[TASK INPUT — start]

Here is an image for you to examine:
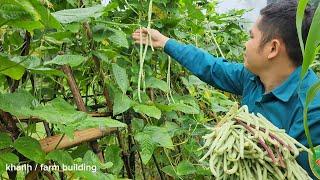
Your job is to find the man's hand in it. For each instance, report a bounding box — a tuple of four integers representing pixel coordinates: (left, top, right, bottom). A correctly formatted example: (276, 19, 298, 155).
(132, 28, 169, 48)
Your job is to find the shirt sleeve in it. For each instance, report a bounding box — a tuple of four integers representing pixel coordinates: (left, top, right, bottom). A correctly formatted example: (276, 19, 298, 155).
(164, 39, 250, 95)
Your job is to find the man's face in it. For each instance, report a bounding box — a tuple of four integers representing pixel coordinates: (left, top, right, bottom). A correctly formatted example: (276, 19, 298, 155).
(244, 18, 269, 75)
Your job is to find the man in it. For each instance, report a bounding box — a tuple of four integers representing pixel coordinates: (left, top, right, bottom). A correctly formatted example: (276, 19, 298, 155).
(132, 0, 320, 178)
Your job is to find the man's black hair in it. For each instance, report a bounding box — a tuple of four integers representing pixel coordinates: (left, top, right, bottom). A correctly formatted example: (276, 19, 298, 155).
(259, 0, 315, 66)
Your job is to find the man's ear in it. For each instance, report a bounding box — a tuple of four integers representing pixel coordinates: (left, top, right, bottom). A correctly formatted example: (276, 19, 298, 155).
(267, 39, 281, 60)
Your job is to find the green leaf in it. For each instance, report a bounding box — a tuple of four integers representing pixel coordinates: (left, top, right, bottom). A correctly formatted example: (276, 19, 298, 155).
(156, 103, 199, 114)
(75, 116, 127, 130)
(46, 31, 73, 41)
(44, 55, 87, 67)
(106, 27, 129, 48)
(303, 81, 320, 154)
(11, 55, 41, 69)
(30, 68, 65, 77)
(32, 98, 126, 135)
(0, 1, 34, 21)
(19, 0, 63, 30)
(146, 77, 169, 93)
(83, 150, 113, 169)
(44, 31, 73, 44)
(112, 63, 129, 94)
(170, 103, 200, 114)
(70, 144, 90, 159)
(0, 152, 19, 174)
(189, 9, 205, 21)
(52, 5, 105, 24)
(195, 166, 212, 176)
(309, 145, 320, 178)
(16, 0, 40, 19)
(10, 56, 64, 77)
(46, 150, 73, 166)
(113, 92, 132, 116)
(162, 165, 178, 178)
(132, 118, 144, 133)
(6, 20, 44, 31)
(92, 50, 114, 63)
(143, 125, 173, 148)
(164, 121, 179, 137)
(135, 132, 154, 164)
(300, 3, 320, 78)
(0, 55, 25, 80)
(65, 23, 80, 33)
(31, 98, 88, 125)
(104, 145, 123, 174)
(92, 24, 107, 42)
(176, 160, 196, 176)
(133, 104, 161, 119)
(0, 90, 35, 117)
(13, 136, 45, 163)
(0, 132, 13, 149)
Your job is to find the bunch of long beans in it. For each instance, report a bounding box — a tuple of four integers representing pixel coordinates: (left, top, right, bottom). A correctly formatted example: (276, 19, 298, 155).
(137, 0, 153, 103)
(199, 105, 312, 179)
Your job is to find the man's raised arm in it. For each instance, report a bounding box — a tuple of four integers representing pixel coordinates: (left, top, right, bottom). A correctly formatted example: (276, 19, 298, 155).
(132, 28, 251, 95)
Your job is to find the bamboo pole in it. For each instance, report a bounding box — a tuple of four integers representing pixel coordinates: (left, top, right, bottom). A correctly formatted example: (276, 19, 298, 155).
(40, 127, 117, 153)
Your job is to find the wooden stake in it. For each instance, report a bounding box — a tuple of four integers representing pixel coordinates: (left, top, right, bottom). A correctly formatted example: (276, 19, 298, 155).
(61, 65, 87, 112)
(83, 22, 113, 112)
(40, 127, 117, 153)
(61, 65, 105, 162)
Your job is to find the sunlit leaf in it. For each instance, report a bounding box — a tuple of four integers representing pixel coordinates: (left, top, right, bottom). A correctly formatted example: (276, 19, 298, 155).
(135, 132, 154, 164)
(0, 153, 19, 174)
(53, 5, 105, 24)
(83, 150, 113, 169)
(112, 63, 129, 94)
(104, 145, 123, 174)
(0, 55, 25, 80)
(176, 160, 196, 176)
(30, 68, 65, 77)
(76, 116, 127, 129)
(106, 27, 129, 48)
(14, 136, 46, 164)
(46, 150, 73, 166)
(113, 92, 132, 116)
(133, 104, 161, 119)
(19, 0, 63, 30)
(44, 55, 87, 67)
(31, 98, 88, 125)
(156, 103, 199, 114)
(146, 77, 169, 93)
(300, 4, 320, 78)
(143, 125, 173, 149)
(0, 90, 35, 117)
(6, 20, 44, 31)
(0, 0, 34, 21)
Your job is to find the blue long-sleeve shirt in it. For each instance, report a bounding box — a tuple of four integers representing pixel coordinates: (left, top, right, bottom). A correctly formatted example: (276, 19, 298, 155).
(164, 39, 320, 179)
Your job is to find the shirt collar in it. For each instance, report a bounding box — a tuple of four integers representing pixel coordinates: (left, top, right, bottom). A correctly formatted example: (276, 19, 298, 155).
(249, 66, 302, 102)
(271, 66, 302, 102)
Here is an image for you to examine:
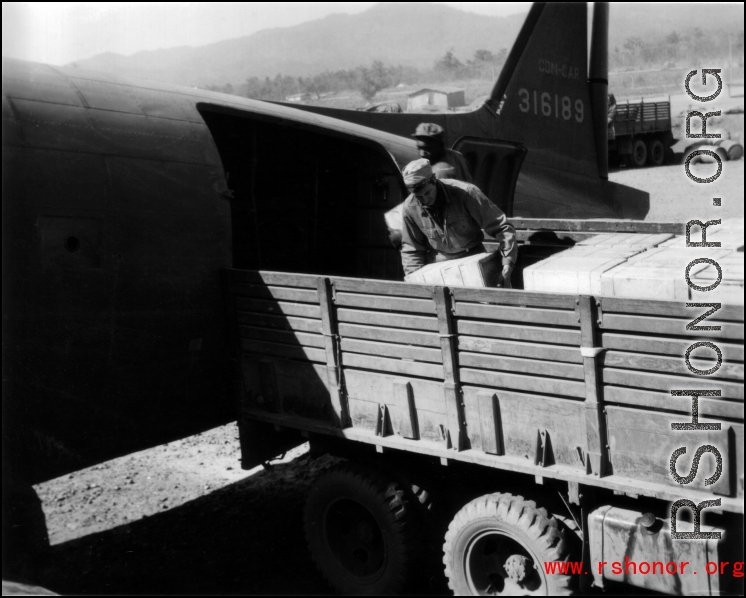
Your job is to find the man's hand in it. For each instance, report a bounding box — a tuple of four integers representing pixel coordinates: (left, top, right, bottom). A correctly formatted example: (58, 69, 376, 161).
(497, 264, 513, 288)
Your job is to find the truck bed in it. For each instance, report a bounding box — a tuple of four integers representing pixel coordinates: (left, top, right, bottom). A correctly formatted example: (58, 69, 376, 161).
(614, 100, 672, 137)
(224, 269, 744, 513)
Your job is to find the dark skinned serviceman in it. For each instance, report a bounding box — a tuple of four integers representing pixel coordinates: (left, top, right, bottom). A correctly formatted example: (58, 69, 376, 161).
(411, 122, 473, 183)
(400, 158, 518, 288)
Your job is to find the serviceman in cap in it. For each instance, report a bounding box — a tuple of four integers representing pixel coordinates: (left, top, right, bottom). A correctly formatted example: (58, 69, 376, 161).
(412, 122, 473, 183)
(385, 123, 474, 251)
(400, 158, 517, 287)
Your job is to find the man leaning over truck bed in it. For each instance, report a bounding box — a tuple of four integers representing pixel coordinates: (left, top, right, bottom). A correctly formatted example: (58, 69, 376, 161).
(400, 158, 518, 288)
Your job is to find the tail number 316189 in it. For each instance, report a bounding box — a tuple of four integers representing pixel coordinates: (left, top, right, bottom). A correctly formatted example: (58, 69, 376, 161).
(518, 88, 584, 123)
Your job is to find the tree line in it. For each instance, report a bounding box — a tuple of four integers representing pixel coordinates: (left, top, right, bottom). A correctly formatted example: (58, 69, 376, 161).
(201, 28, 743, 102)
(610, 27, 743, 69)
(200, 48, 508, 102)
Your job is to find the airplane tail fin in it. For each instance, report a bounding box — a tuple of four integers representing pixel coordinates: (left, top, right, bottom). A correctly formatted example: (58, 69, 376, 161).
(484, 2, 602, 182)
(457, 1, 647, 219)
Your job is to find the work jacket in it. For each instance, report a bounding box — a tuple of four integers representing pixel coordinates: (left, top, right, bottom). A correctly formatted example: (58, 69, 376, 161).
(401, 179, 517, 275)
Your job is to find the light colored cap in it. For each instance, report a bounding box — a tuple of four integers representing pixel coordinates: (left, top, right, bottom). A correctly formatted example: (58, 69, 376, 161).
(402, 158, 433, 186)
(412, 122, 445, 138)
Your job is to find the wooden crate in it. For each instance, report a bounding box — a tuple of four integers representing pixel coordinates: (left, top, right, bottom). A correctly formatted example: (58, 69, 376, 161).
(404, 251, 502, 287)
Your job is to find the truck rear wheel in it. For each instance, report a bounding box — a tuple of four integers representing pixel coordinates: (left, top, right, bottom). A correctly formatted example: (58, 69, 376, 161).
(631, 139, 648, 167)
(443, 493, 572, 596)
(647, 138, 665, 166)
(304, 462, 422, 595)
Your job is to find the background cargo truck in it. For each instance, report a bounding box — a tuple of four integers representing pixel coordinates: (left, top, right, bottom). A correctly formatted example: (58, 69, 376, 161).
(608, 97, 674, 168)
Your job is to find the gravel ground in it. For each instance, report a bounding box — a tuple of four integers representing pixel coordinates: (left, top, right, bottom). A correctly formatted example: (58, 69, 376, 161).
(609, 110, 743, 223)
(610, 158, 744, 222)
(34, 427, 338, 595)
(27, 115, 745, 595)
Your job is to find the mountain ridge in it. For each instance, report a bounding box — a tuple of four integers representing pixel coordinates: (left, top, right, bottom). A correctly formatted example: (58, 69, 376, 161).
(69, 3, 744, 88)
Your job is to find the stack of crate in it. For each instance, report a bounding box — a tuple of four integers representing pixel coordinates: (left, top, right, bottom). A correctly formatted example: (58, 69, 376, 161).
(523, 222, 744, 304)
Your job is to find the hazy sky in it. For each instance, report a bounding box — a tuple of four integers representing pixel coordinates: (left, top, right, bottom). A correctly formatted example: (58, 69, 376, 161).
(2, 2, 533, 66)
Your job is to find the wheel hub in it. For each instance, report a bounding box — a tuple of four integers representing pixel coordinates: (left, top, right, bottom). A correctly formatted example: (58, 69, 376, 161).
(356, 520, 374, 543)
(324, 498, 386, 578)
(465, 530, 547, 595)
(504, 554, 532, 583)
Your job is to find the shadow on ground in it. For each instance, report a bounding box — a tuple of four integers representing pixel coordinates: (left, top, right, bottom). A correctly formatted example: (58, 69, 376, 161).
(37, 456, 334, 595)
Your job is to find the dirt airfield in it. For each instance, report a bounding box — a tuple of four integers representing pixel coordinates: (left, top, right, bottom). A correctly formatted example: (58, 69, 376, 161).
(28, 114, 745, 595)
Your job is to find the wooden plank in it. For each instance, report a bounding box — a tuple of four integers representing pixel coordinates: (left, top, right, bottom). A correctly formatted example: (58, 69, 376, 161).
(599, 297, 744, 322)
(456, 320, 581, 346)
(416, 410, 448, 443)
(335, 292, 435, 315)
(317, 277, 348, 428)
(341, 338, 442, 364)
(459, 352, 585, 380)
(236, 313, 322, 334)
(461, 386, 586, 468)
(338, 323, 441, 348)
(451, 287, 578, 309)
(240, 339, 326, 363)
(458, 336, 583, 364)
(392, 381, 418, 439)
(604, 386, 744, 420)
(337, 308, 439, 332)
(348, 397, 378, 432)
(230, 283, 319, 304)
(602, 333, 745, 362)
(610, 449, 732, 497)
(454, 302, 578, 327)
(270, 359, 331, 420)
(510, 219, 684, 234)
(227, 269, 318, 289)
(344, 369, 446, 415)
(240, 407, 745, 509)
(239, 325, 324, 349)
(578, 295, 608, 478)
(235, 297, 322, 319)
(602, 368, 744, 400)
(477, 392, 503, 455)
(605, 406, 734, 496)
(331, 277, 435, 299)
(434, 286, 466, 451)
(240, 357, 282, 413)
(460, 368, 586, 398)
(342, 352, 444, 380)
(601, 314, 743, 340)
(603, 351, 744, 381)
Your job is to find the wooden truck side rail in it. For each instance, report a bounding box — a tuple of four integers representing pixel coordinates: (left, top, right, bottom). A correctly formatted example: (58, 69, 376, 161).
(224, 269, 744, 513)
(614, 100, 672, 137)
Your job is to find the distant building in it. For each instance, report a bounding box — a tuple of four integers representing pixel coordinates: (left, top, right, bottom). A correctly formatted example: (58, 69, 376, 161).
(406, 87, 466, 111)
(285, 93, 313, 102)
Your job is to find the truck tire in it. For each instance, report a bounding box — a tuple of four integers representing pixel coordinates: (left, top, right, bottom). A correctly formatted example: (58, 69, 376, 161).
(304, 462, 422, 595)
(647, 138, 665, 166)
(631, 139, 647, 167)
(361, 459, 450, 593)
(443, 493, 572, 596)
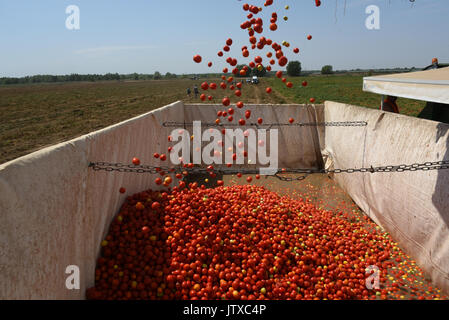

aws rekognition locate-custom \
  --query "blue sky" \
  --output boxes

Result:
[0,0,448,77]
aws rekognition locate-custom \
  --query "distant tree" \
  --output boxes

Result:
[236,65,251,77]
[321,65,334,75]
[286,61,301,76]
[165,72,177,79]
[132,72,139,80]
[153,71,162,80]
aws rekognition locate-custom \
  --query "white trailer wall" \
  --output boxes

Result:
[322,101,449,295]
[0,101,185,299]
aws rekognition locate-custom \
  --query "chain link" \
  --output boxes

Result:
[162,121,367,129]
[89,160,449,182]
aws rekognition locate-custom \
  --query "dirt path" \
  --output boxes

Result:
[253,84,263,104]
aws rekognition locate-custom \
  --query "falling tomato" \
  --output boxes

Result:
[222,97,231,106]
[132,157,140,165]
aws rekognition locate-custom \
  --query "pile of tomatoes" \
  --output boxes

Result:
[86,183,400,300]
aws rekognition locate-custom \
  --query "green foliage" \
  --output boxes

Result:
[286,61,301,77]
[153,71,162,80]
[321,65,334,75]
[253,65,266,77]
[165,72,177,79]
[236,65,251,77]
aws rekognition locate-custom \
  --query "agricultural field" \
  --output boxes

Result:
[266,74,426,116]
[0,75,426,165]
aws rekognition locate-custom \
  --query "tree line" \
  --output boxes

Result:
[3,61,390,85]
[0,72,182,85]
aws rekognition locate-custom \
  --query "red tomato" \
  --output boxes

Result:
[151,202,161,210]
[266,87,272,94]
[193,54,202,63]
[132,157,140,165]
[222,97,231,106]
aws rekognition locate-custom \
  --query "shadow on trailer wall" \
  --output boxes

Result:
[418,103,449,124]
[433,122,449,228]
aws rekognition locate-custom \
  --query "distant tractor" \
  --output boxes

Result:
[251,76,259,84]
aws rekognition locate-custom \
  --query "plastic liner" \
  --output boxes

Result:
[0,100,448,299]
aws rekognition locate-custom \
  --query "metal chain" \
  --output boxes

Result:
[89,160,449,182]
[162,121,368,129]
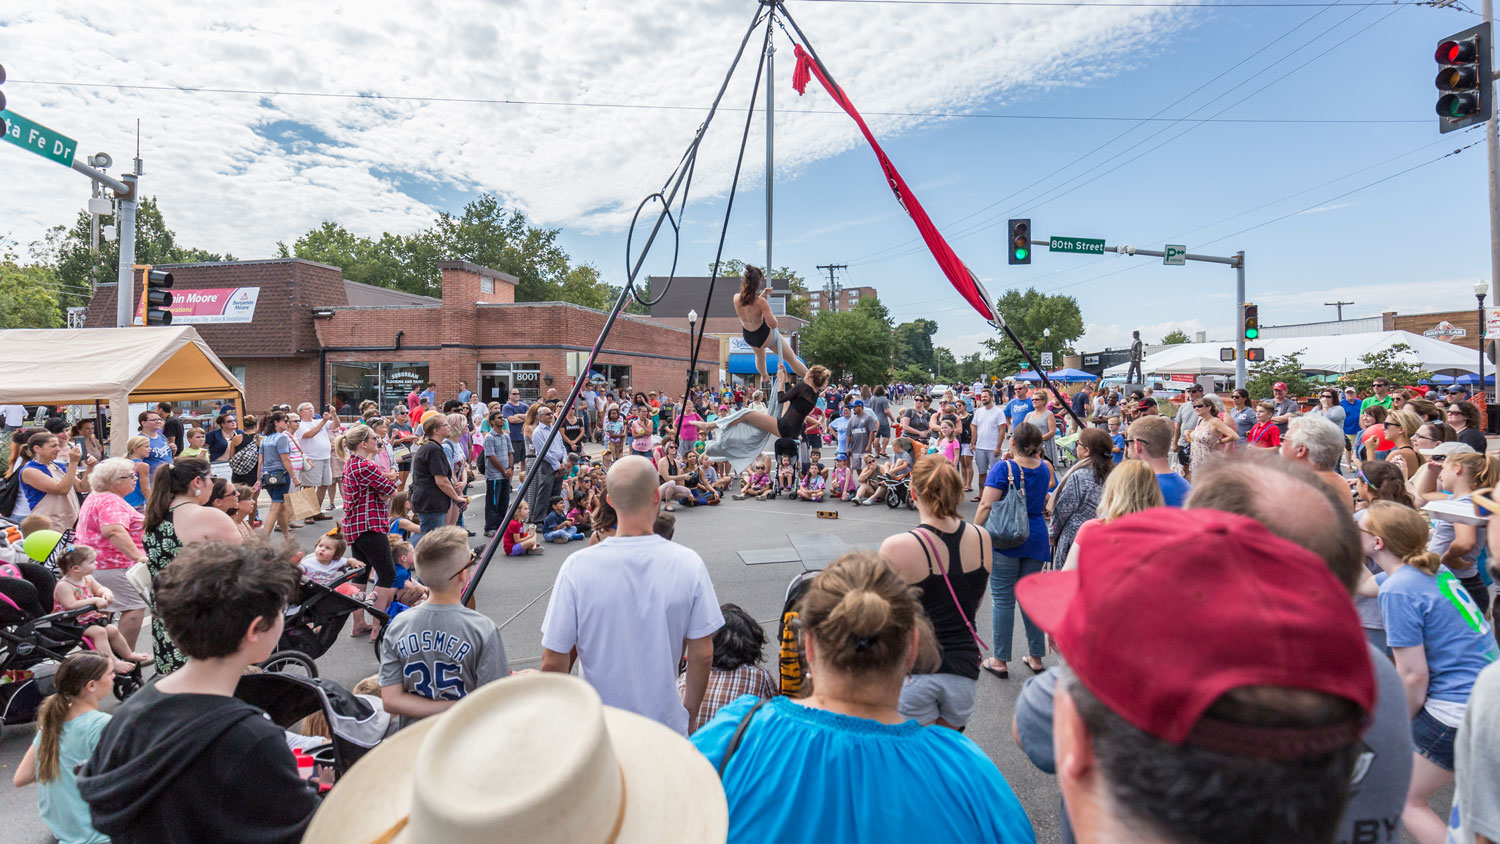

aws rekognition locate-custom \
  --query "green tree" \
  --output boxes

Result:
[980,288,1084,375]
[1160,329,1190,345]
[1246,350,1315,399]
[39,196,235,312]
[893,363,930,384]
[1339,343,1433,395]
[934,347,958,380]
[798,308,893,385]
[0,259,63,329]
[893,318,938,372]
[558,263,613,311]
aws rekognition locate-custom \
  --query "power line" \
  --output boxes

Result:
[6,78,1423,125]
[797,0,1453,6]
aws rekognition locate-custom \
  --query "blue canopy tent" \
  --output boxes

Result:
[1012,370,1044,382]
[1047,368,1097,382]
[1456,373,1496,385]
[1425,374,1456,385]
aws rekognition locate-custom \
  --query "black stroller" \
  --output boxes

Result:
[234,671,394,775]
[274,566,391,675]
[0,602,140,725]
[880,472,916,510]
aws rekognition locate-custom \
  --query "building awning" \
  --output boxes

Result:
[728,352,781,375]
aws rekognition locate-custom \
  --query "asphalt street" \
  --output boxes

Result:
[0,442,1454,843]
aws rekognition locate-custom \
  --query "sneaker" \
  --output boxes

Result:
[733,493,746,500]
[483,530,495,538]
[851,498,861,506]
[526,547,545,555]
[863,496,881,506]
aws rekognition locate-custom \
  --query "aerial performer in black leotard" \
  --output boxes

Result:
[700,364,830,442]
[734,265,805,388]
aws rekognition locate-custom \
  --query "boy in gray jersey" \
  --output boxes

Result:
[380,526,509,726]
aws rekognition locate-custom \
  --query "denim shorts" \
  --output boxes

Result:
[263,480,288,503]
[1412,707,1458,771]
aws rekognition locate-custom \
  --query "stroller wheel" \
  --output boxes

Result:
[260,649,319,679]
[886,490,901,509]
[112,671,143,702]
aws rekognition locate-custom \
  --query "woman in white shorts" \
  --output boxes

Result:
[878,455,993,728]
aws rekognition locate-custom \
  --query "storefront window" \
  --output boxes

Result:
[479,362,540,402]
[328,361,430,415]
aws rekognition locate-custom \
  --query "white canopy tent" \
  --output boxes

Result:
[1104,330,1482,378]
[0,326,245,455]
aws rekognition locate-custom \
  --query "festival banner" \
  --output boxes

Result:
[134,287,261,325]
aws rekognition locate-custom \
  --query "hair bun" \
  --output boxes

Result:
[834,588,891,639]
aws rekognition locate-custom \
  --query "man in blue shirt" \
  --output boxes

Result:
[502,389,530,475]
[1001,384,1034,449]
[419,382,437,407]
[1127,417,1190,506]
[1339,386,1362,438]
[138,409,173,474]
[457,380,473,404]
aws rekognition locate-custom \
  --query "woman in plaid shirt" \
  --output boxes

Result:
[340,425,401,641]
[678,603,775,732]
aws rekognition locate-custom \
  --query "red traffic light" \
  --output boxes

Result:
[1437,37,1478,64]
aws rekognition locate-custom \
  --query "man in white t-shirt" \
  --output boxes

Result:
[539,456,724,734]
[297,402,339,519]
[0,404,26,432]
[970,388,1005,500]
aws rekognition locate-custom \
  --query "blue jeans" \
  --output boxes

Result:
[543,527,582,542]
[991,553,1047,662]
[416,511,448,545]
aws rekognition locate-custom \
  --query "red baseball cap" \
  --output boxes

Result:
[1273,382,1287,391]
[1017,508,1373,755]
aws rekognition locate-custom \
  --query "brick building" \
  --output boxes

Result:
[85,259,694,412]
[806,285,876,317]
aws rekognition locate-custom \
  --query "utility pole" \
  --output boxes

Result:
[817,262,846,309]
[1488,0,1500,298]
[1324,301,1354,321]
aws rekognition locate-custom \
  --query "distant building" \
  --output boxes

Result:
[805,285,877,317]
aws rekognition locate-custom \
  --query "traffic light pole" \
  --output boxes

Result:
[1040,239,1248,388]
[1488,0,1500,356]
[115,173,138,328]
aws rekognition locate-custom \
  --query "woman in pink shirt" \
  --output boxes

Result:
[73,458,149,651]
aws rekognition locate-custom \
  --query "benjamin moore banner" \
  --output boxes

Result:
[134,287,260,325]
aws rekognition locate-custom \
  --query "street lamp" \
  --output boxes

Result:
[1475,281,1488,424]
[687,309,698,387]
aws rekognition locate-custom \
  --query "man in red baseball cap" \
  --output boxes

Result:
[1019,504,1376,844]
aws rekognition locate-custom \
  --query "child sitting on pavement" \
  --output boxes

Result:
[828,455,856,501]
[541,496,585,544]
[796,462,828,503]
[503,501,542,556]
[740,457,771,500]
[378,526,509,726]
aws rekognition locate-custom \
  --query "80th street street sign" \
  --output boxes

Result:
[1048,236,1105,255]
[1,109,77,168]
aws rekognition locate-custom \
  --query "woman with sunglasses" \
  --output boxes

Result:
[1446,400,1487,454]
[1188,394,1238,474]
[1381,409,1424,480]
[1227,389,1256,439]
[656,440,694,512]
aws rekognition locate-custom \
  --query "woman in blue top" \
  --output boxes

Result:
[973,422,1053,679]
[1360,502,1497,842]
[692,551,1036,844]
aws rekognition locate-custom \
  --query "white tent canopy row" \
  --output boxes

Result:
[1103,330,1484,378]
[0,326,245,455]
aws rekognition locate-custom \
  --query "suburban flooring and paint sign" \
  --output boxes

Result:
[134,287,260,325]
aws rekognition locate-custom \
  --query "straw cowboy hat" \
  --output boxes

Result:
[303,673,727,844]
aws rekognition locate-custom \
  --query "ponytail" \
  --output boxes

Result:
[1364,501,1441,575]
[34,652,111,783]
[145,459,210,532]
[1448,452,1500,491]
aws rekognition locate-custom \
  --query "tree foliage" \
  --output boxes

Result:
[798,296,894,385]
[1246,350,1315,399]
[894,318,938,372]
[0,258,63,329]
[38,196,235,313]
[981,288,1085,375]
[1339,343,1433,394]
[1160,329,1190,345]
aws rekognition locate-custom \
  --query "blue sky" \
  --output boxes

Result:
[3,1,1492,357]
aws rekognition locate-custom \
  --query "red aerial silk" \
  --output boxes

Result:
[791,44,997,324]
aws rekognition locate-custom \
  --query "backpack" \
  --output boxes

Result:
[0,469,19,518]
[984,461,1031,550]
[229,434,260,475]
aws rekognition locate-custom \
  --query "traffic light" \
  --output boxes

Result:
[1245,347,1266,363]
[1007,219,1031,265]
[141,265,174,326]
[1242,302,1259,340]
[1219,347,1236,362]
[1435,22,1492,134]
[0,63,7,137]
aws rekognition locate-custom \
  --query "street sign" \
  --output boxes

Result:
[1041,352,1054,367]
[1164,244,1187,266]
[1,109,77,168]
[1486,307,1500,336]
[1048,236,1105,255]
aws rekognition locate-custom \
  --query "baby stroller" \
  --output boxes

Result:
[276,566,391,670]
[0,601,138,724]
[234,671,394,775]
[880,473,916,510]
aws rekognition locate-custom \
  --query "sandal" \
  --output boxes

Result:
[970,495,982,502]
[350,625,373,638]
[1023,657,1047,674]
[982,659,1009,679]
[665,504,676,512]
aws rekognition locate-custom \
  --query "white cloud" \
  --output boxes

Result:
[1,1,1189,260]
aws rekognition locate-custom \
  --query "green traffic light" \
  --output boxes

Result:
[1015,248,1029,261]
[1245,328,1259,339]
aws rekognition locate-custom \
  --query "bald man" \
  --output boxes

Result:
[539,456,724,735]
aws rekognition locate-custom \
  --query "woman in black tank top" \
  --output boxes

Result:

[TASK INPUT — finish]

**ACTIVITY**
Work out how many lines in the data contain "canopy" and state that number with nothing added.

**REPLY TO THE TASK**
3